§ Selected extract:

************

1 . Use of a probiotic for the preparation of a composition for the administration to the respiratory tract of an individual for the treatment of asthma, eczema and/or allergy in an infant, or for the preparation of a composition for the administration to a pregnant woman for the treatment of asthma, eczema and/or allergy in her infant to be born.

2. The use according to claim 1 , wherein the individual is an infant.

3. The use according to claim 1 , wherein the treatment is prevention or inhibition of asthma, eczema and/or allergy.

4. The use according to claim 1 , wherein the treatment is reduction of asthma, eczema and/or allergy symptoms.

5. The use according to any of the preceding claims, wherein the infant is treated before an age of 3 months.

6. The use according to any of the preceding claims, wherein the infant is treated before an age of 2 months.

7. The use according to any of the preceding claims, wherein the composition is for administration to the respiratory tract.

8. The use according to any of the preceding claims, wherein the composition is for nasal administration.

9. The use according to any of the preceding claims, wherein the composition is in the form of nasal spray or nasal drops.

10. The use according to any of the preceding claims 1 -7, wherein the composition is in the form of an aerosol, a nebuliser, or an inhalant.

1 1. The use according to any of the claims 1 -3, wherein the mother is treated during the last month of pregnancy.

12. The use according to any of the claims 1 -3 or 10, wherein the mother is treated locally in the genital tract.

13. The use according to claim 1 , wherein the composition comprises two or more non-pathogenic organism strains.

14. The use according to any of the preceding claims, wherein the non-pathogenic organism is selected from the group of Bifidobacterium, Lactobacillus, Lactococcus, Saccharomyces and Streptococcus.

************

§ Task instructions:
Reproduce the patent claims between "3. The use according to claim 1 , wherein the treatment" and "and/or allergy symptoms.", inclusive, switching "reduction" to "alleviation".

(Entries contained in a dataset)
************

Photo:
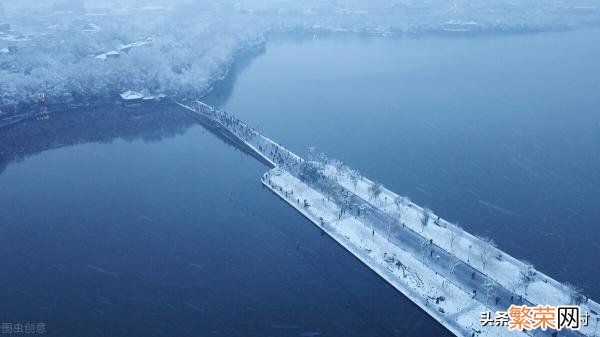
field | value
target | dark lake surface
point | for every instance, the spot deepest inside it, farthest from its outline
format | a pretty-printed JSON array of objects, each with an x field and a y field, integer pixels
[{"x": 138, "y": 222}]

************

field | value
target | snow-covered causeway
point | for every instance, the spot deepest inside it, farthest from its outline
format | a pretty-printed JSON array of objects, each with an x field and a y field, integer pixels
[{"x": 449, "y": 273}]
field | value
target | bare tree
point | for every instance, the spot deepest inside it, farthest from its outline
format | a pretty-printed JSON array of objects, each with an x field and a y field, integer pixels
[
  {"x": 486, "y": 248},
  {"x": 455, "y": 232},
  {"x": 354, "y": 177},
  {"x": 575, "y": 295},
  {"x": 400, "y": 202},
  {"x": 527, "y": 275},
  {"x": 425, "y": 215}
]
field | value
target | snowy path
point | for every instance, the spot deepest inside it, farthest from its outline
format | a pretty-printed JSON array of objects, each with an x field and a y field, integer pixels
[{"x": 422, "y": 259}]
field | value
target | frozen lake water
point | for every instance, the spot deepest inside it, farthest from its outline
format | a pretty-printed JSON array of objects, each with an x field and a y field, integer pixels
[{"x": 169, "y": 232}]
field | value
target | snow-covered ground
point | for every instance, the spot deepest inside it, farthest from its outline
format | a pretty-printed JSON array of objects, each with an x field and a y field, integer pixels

************

§ Result for this task:
3. The use according to claim 1 , wherein the treatment is prevention or inhibition of asthma, eczema and/or allergy.

4. The use according to claim 1 , wherein the treatment is alleviation of asthma, eczema and/or allergy symptoms.